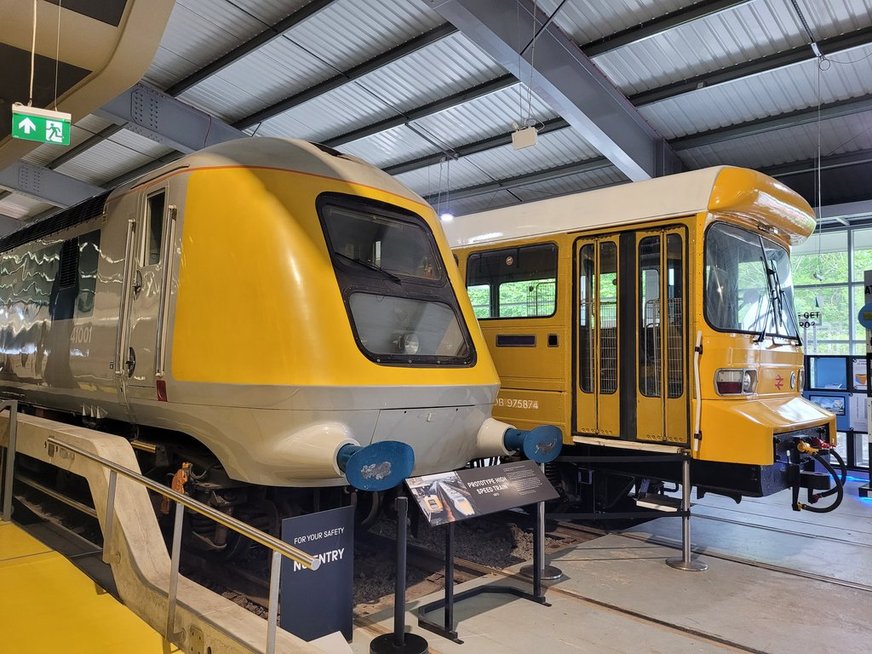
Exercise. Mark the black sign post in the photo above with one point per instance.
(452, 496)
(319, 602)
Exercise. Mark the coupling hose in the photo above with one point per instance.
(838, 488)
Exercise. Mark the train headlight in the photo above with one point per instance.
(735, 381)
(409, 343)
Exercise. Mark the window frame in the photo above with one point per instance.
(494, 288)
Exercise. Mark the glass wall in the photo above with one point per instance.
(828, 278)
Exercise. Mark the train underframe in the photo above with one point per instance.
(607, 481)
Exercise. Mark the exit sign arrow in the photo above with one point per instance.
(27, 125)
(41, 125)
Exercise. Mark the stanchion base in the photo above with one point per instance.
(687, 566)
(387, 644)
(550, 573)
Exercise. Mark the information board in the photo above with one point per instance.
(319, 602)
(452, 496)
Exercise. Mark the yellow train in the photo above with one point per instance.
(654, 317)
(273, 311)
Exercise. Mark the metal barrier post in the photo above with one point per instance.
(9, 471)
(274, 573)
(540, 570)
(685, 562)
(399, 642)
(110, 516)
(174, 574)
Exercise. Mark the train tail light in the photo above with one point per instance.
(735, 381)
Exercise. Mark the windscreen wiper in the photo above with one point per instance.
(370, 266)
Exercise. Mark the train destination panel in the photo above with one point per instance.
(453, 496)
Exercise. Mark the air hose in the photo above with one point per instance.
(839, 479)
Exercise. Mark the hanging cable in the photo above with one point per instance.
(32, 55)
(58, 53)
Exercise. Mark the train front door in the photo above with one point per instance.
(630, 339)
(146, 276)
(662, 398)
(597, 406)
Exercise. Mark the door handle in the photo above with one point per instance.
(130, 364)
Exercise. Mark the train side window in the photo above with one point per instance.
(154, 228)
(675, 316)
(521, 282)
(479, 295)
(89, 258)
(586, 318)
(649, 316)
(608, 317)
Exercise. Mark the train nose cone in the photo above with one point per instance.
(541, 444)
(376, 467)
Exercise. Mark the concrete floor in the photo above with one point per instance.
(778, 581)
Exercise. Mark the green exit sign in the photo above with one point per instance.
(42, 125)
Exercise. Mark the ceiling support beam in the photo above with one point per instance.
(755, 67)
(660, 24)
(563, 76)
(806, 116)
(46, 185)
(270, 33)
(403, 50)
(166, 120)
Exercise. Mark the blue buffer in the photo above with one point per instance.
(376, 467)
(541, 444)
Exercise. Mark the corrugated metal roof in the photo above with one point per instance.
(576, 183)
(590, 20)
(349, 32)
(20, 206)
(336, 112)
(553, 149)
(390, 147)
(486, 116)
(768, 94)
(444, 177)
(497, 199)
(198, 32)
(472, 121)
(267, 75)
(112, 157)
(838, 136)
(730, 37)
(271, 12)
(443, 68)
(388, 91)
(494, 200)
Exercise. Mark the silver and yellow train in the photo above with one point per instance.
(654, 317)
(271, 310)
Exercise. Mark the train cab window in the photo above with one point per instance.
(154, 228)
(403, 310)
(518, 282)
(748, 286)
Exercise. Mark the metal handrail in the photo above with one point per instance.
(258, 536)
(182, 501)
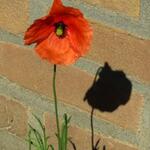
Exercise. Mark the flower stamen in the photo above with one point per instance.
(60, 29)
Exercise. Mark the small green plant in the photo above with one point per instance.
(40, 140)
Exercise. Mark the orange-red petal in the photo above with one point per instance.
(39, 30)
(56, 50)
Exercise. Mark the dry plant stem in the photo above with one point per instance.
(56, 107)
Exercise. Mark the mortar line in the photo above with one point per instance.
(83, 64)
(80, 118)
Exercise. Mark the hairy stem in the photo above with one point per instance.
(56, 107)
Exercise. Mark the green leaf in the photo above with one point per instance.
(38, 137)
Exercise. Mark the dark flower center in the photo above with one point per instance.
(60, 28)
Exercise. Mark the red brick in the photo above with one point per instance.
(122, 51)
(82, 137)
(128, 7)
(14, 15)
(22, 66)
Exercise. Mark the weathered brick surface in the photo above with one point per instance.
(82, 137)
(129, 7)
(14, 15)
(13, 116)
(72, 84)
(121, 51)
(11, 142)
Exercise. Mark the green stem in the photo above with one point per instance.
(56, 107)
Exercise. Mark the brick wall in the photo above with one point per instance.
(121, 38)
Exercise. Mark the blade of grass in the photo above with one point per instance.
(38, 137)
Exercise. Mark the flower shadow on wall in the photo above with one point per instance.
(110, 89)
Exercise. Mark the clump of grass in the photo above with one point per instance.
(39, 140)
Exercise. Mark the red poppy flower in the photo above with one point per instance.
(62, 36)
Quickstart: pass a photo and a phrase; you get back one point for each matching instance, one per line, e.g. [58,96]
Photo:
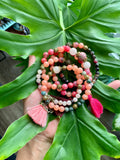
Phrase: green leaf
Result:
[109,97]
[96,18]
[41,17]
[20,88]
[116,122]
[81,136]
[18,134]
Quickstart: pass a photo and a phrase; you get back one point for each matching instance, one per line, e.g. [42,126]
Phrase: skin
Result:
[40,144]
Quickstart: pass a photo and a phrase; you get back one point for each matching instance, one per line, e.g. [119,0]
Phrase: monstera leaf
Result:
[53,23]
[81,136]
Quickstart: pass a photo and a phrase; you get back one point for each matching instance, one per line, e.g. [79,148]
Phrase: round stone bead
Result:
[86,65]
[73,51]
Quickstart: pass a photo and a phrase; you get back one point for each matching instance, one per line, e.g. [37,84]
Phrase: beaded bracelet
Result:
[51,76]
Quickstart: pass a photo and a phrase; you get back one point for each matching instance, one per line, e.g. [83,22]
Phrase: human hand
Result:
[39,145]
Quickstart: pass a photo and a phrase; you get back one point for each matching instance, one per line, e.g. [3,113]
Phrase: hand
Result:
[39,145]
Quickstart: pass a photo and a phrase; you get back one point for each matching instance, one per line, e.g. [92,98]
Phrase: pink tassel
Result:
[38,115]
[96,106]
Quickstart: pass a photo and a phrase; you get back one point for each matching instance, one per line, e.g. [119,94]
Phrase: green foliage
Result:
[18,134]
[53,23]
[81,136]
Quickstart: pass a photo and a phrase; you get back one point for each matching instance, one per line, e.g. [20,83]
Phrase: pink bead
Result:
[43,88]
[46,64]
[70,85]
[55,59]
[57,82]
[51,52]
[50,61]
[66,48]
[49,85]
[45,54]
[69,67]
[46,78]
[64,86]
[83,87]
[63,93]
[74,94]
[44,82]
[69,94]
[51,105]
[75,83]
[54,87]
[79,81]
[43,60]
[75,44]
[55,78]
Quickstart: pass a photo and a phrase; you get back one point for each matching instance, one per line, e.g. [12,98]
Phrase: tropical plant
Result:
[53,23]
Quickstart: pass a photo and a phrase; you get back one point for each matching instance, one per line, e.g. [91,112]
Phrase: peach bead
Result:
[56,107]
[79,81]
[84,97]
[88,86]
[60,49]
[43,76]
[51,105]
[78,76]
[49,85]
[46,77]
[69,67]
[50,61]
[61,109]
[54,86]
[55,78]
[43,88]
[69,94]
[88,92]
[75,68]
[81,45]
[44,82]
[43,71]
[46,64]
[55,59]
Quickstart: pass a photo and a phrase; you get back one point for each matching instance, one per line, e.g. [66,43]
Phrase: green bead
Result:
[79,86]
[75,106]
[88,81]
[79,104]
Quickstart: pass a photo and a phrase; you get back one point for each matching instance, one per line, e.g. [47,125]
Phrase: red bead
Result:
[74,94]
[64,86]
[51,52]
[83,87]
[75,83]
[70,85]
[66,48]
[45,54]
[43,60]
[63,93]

++++

Go through the material above and print all of it exactly, except the pictures.

Exercise. Mark the black sign post in the photo above with one point per instance.
(452, 496)
(319, 602)
Exercise. Mark the coupling hose in the photo above with one point per instance.
(838, 488)
Exercise. Mark the train headlight in the photo above with one point per instance.
(735, 381)
(409, 343)
Exercise. Mark the window frame in the photo above with one point per instance.
(494, 288)
Exercise. Mark the glass wall in the photo above with one point per instance.
(828, 278)
Exercise. Mark the train underframe in the photo above with one point per instance.
(607, 481)
Exercise. Mark the exit sign arrow in the photo above with one point per instance.
(27, 125)
(41, 125)
Exercise. Mark the stanchion base in the photo above with one point per instance.
(687, 566)
(387, 644)
(550, 573)
Exercise. Mark the information board in the photo above with one point per instance.
(319, 602)
(452, 496)
Exercise. Mark the yellow train in the photo above with one point per instance.
(654, 317)
(273, 311)
Exercise. Mark the metal barrier post in the photo above with one point per instance.
(9, 471)
(274, 573)
(540, 570)
(685, 562)
(399, 642)
(110, 516)
(174, 574)
Exercise. Mark the train tail light in the photo above with one point per instance.
(735, 381)
Exercise. Mark the windscreen wiper in the photo above with one point per instance.
(370, 266)
Exercise. Mark the train destination panel in the photo above with one point per instance.
(453, 496)
Exercise. Mark the air hose in the photo above with one point per instance.
(839, 479)
Exercise. Mark the hanging cable in the photo above with one point per instance.
(32, 55)
(58, 53)
Exercise. Mark the train front door in the photo above with one point per instance.
(630, 339)
(146, 276)
(662, 398)
(597, 406)
Exercise. Mark the door handle in the photo above with one point per instance.
(130, 364)
Exercise. Mark the train side window in the photo above with one point per instance.
(154, 228)
(675, 316)
(521, 282)
(479, 295)
(89, 258)
(586, 318)
(649, 316)
(608, 317)
Exercise. Mark the train nose cone in the photo above with one point per instance.
(541, 444)
(376, 467)
Exercise. Mark the concrete floor in the photo above with one point per instance.
(778, 581)
Exercise. Mark the green exit sign in the photo above with one point per instance.
(42, 125)
Exercise. Mark the ceiling support beam in the photo above with one point per instance.
(755, 67)
(660, 24)
(563, 76)
(806, 116)
(46, 185)
(270, 33)
(403, 50)
(166, 120)
Exercise. Mark the blue buffer in the photo above with one point per instance.
(376, 467)
(541, 444)
Exercise. Mark the corrugated metal roof in the photo above with one point per instance.
(576, 183)
(590, 20)
(349, 32)
(20, 206)
(336, 112)
(553, 149)
(390, 147)
(486, 116)
(768, 94)
(444, 177)
(497, 199)
(198, 32)
(472, 121)
(267, 75)
(112, 157)
(838, 136)
(730, 37)
(271, 12)
(443, 68)
(388, 91)
(494, 200)
Exercise. Mark the silver and yellow train in the photo above with one point per instance.
(654, 317)
(271, 310)
Exercise. Mark the train cab window in the photo above with one point per instance.
(154, 228)
(403, 310)
(518, 282)
(748, 286)
Exercise. Mark the metal handrail in the photo above with one point per instance.
(258, 536)
(182, 501)
Exercise. Mark the flower stamen in the photo above with one point per instance.
(60, 29)
Exercise. Mark the small green plant in the photo above with one point per instance.
(40, 140)
Exercise. Mark the orange-red petal in the photo above with one point per instance.
(39, 30)
(56, 50)
Exercise. Mark the dry plant stem in the photo above with one point per instance.
(56, 107)
Exercise. Mark the mortar line in the photo above with one point per instance.
(83, 64)
(80, 118)
Exercise. Mark the hairy stem in the photo above with one point per instance.
(56, 107)
Exercise. Mark the green leaf in the photo above with one point per instance.
(38, 137)
Exercise. Mark the dark flower center in the photo above with one point per instance.
(60, 28)
Exercise. Mark the red brick in the photo above with one point per instance.
(122, 51)
(82, 137)
(128, 7)
(14, 15)
(22, 66)
Exercise. Mark the weathered brick surface in the photo above with one point per instance.
(82, 137)
(129, 7)
(14, 15)
(13, 116)
(72, 84)
(121, 51)
(11, 142)
Exercise. Mark the green stem in the photo above with one point per instance.
(56, 107)
Exercise. Mark the brick wall in the photo above with one point per instance.
(121, 38)
Exercise. Mark the blade of grass in the photo above with one point per instance.
(38, 137)
Exercise. Mark the flower shadow on wall in the photo above with one point per instance.
(110, 89)
Exercise. Mark the clump of grass in the photo above with one point per instance.
(39, 140)
Exercise. Mark the red poppy flower in the photo above with one point per instance.
(62, 36)
Quickstart: pass a photo and a phrase; you get back one point for each matching instance, one per line, e.g. [58,96]
Photo:
Phrase: green leaf
Result:
[109,97]
[96,18]
[41,17]
[20,88]
[116,122]
[81,136]
[18,134]
Quickstart: pass a photo and a phrase; you get back one point for each matching instance, one per line, e.g. [42,126]
Phrase: skin
Result:
[40,144]
Quickstart: pass a photo and a phrase; you get back one point for each matching instance, one per line, e.g. [119,0]
Phrase: monstera leaf
Result:
[53,23]
[81,136]
Quickstart: pass a photo and a phrase; you get back one point for each matching instance, one per line, e.g. [79,148]
Phrase: round stone bead
Result:
[86,65]
[73,51]
Quickstart: pass a photo and a phrase; you get back one point for each matching instance, one per line, e.g. [37,84]
Phrase: beaded bracelet
Result:
[51,76]
Quickstart: pass a photo and a phrase; you get back one point for each matching instance, one per line, e.g. [83,22]
Phrase: human hand
Result:
[39,145]
Quickstart: pass a photo and a phrase; you get back one point for each matching instance, one per line, e.g. [3,113]
Phrase: hand
Result:
[39,145]
Quickstart: pass a photo and a phrase; you get back one point for each matching instance, one per line, e.g. [92,98]
Phrase: pink tassel
Result:
[38,115]
[96,106]
Quickstart: pass a photo and a phrase; you get back one point for each matching instance, one per line, e.g. [119,94]
Phrase: green foliage
Result:
[18,134]
[53,23]
[81,136]
Quickstart: pass a photo and a phrase; you get back one point for each matching instance, one per line, e.g. [20,83]
Phrase: pink bead
Result:
[43,88]
[46,64]
[70,85]
[55,59]
[57,82]
[51,52]
[50,61]
[66,48]
[49,85]
[45,54]
[69,67]
[46,78]
[64,86]
[83,87]
[63,93]
[74,94]
[44,82]
[69,94]
[51,105]
[75,83]
[54,87]
[79,81]
[43,60]
[75,44]
[55,78]
Quickstart: pass a photo and a phrase; you get back one point for each matching instance, one per line, e.g. [12,98]
Phrase: tropical plant
Result:
[53,23]
Quickstart: pass a photo and a phrase; you get back one point for each matching instance, one per line, e.g. [91,112]
Phrase: peach bead
Result:
[56,107]
[79,81]
[84,97]
[88,86]
[60,49]
[43,76]
[51,105]
[78,76]
[49,85]
[46,77]
[69,67]
[50,61]
[61,109]
[54,86]
[55,78]
[43,88]
[69,94]
[88,92]
[75,68]
[81,45]
[44,82]
[43,71]
[46,64]
[55,59]
Quickstart: pass a photo and a phrase; you get back one point for each matching instance, one per line, e.g. [66,43]
Phrase: green bead
Result:
[79,86]
[75,106]
[88,81]
[79,104]
Quickstart: pass a photo and a phrase; you get back one point for each matching instance, one per line, e.g. [47,125]
Phrase: red bead
Result:
[74,94]
[64,86]
[51,52]
[83,87]
[75,83]
[70,85]
[66,48]
[45,54]
[43,60]
[63,93]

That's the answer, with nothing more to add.